## Série d'exercices
1 – Répondez à ces questions sur l'entretien consacré à la physique et au réel :
(a) D'après MS, qu'est-ce qui avance surtout ?
(b) Quelles sont les deux sortes de contact avec la matière que distingue EK ?
(c) Dans quels espaces la physique quantique représente-t-elle les états physiques ?
2 – Prolongez l'entretien sur la physique et le réel au-delà de sa dernière phrase.

## Article
'''

Le C. des P. De ce point de vue, la science avance ?

MS Sur la question du réel, ce qui avance c’est un certain nombre de saisies, de techniques perceptives ou expérimentales. Surtout ce qui avance ce sont les techniques de mesure. Quand on en est au nanomètre on est, me semble-t-il, plus proche du réel que lorsqu’on en était au centimètre. Mais de quel réel s’agit-il ?

EK Naïvement on pourrait dire que le réel de la physique c’est la matière. Et en gros il y a deux sortes de contacts possibles avec elle.. Le contact direct : on observe les choses, les matériaux... On tape sur cette table, on constate qu’elle résiste. Et l’on tire de ces contacts le sentiment d’un présence matérielle qui est non alimentée par une représentation. Et puis il y a une deuxième possibilité de contact avec la matière qui est celle qui consiste à remplacer la matière par son double, par une mise en concept qui procède d’une stratégie de l’évitement. On contourne la matière pour essayer non pas de la regarder telle qu’elle est mais de la représenter par des concepts, des formalismes, des idées. Au bout du compte on espère qu’au bout de cette galipette conceptuelle on aboutira à une rencontre plus véritable que celle que l’on a de prime abord. Michel dit que lorsque l’on est à l’échelle du nanomètre on a une matière plus réelle que celle au centimètre. Je n’en suis pas certain... L’une des questions que pose la physique aujourd’hui et notamment la physique quantique (utilisée pour décrire les phénomènes subatomiques ndlr) c’est le lien qu’il y a entre le réel empirique, tel qu’il se donne, celui des expériences, et puis la représentation que l’on en fait. Et là, on retrouve la dichotomie entre le réalisme, l’idéalisme et la démarche scientifique quand à l’accès au réel.

Le C. des P. De quelle manière la physique pose-t-elle cette question du lien entre réel et imaginaire ?

EK Le point de départ de la physique quantique consiste à dire que l’on va représenter les états physiques dans des espaces abstraits (par des vecteurs d’état) qui ont un nombre infini de dimensions, brefs qui ne sont pas l’identique de l’espace physique dans lequel ont lieu les phénomènes. La représentation des systèmes se situe donc dans un espace qui s’est émancipé de l’espace physique. C’est grâce à cette émancipation que l’on peut prédire correctement des résultats d’expériences qui vont pourtant se dérouler dans l’espace physique ! En choisissant ce type d’espace par nécessité, on a créé une brèche entre le réel empirique, le monde des expériences, et puis la représentation abstraite que nous en donnons C’est dans cette brèche que viennent s’engouffrer les questions sur le lien entre la représentation abstraite et le résultat d’expériences qui ont lieu dans un réel à trois dimensions. C’est quand même une expérience bouleversante pour un physicien que de faire des calculs dans ce que l’on appelle un espace de Hilbert, des calculs complètement abstraits qui finissent par arriver à un nombre réel qui correspond à un résultat possible d’expérience pour voir que c’est dans cet espace mathématique qu’il a fallu faire les calculs pour trouver le résultat de l’expérience concrète. La représentation que propose la physique théorique aujourd’hui ce n’est pas une sténographie de l’expérience mais au contraire quelque chose qui s’émancipe de la réalité physique immédiate, s’en détourne complètement et y revient par le détour de règles de correspondance. Mais cette émancipation est la cause de toutes les question épistémologiques que pose la physique aujourd’hui.

'''

## Documents présentés

'''

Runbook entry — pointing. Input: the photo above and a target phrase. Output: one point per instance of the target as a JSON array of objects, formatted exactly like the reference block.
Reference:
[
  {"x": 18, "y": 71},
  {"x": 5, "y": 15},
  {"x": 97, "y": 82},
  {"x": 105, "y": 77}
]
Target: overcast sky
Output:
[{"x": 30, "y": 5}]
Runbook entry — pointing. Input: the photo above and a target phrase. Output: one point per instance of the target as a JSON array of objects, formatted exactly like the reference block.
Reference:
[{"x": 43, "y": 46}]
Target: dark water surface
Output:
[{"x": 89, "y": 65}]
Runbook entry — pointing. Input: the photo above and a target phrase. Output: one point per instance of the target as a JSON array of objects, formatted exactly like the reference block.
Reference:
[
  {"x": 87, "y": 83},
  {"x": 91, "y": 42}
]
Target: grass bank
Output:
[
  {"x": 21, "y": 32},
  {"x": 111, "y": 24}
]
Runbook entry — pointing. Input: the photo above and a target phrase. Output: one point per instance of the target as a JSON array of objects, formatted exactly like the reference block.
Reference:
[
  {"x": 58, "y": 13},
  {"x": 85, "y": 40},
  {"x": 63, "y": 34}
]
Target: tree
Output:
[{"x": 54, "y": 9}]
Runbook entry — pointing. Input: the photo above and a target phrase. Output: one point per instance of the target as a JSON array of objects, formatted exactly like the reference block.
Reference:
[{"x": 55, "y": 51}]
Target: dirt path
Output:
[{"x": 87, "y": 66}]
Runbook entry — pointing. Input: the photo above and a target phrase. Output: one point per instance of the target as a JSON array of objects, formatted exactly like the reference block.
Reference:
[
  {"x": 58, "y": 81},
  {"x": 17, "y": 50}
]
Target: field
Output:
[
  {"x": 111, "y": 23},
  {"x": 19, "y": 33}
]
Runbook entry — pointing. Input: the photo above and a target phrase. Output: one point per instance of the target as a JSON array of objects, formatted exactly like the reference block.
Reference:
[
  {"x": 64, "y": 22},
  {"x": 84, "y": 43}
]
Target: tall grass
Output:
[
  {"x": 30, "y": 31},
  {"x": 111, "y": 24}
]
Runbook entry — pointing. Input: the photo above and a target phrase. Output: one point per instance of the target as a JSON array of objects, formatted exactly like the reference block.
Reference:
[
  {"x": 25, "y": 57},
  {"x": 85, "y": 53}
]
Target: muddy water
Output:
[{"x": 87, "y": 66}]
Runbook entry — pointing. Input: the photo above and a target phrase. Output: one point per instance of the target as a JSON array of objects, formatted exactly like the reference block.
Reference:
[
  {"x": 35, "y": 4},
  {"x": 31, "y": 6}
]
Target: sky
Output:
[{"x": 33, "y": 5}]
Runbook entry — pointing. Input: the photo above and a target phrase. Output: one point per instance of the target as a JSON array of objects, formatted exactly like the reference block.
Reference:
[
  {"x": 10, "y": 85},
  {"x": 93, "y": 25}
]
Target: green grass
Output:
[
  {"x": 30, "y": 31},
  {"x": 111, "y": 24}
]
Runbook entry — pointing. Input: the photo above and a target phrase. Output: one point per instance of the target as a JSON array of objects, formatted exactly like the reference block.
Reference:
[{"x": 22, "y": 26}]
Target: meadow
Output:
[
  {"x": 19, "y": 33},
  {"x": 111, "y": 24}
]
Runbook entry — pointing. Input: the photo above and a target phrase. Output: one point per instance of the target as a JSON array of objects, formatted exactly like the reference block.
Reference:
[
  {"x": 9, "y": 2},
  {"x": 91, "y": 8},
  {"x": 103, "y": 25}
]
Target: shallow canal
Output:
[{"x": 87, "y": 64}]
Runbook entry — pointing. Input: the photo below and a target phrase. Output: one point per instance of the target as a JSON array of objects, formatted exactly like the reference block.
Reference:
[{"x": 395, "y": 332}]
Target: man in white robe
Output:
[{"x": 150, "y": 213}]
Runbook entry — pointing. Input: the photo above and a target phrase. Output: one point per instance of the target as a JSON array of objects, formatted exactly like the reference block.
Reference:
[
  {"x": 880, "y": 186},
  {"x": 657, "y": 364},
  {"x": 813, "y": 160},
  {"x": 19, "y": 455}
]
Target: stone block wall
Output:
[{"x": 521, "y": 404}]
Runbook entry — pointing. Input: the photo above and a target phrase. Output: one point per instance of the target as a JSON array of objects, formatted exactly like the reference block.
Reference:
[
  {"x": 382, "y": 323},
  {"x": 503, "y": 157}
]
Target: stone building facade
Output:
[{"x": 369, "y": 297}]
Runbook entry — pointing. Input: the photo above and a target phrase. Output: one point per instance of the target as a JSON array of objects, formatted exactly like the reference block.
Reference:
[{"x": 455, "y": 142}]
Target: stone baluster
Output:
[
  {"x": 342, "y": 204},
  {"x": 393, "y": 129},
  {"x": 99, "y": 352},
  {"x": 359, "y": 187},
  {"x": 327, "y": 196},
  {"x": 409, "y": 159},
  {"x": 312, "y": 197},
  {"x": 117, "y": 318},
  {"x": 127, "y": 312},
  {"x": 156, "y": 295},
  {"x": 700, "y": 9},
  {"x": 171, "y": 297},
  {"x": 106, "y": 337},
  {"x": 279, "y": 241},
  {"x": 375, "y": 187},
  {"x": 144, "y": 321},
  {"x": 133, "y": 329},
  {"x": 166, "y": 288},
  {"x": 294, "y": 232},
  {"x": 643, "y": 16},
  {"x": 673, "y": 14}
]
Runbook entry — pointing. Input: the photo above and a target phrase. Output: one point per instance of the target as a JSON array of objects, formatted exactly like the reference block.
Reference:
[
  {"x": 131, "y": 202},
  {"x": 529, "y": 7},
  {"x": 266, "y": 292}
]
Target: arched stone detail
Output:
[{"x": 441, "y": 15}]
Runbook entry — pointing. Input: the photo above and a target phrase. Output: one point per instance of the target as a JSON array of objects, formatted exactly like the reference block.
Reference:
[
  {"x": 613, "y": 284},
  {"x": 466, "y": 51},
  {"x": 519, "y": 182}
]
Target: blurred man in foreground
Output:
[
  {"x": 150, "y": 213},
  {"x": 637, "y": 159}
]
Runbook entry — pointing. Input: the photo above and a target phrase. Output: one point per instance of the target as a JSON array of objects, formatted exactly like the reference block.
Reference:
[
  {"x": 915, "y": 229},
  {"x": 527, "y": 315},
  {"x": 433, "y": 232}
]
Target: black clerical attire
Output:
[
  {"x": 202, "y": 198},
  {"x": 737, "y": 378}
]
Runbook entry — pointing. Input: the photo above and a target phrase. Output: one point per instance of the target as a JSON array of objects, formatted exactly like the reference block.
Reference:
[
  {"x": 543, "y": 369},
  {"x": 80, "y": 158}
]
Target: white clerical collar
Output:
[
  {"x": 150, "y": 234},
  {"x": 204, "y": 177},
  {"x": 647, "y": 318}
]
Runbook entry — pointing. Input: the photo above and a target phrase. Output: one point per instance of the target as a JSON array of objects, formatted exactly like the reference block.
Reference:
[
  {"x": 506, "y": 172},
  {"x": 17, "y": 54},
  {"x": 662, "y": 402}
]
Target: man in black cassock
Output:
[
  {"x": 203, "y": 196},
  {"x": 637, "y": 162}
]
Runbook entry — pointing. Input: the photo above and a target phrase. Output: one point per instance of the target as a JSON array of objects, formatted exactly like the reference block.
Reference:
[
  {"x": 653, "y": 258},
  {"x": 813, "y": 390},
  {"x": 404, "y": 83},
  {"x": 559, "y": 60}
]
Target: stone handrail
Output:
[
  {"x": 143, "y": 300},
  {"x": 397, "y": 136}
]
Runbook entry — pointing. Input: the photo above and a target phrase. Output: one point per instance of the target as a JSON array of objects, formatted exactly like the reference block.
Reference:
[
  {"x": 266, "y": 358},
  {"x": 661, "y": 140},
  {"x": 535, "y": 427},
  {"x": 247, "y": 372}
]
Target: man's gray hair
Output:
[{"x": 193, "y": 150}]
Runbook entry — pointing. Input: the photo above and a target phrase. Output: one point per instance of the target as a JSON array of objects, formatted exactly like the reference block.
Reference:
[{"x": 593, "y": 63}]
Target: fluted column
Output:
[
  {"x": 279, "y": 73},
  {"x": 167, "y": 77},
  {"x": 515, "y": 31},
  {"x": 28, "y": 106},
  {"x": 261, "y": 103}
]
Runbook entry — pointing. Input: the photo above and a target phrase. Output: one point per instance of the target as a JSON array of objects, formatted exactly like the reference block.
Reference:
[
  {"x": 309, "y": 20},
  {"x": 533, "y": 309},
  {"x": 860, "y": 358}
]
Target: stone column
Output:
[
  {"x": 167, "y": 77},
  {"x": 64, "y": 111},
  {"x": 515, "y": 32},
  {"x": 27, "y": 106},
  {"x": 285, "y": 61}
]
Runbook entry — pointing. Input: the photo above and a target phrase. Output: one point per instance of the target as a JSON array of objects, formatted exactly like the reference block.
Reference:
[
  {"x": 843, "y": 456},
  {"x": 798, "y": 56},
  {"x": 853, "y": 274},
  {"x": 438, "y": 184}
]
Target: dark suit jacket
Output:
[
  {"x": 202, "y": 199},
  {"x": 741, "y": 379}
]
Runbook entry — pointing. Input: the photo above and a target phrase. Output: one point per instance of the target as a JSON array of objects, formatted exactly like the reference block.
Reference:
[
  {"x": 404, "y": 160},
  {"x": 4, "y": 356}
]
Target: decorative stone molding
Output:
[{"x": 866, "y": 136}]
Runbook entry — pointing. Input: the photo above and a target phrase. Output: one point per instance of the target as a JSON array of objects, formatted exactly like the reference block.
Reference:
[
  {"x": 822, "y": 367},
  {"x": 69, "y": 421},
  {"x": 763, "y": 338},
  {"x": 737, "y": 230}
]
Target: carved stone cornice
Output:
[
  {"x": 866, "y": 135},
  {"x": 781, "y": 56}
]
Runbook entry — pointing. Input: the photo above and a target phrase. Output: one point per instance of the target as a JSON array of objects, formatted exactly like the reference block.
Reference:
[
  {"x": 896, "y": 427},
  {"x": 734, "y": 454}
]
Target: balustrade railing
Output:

'''

## Corrigé des exercices
1 –
(a) Ce sont surtout les techniques de mesure.
(b) Il y a d'abord le contact direct : on observe les choses et on constate par exemple que la table résiste. Ensuite, on remplace la matière par son double, une mise en concept qui procède d'une stratégie de l'évitement.
(c) Elle les représente dans des espaces abstraits, par des vecteurs d'état. Ces espaces ont un nombre infini de dimensions et ne sont pas l'identique de l'espace physique.

2 –
Le C. des P. Mais au fur et à mesure que l’on avance, le réel se dérobe tout de même, on découvre toujours davantage de particules, de propriétés...

EK L’idée que ce détour par un espace abstrait permet une rencontre plus profonde avec la matière est une idée qui est sous-jacente à la démarche scientifique du XXème siècle. On a toujours voulu aller vers le plus petit, le plus élémentaire au motif que c’est au niveau élémentaire que les lois fondamentales se révèlent dans leur simplicité extrême. Mais on peut contester ce point de vue. Il y a un renouveau de la physique aujourd’hui plus légère qui conteste l’idée que c’est aux hautes énergies et aux petites distances que le réel se donne vraiment. Car en fait quand on regarde les propriétés ordinaire que l’on attribue à la matière, comme la solidité, la localisation, la masse, la pénétrabilité, des trajectoires définies dans l’espace..., à petite échelle, celle des particules élémentaires, aucune de ces propriétés ne subsiste. Cela n’aurait pas de sens de dire qu’un électron a une texture bien définie, qu’il est impénétrable. Bref toutes les propriétés naturelles, spontanées que l’on attribue à la matière sont perdues au niveau des particules élémentaires.

Le C. des P. Le réel s’évade encore...

MS La matière qu’Etienne a pris pour naturelle, ou que l’espace physique qu’il prend pour naturel est déjà une élaboration, celle de la physiquedu passé. Le mot matière a mis longtemps a être mis en place, et les caractéristiques qu’il donne de la matière, la masse, l’impénétrabilité, les trajectoires, ont mis très très longtemps a apparaître en physique et en mécanique.

EK L’impénétrabilité a été inventée par Blaise Pascal.

Le C. des P. Et la masse, c’est Galilée...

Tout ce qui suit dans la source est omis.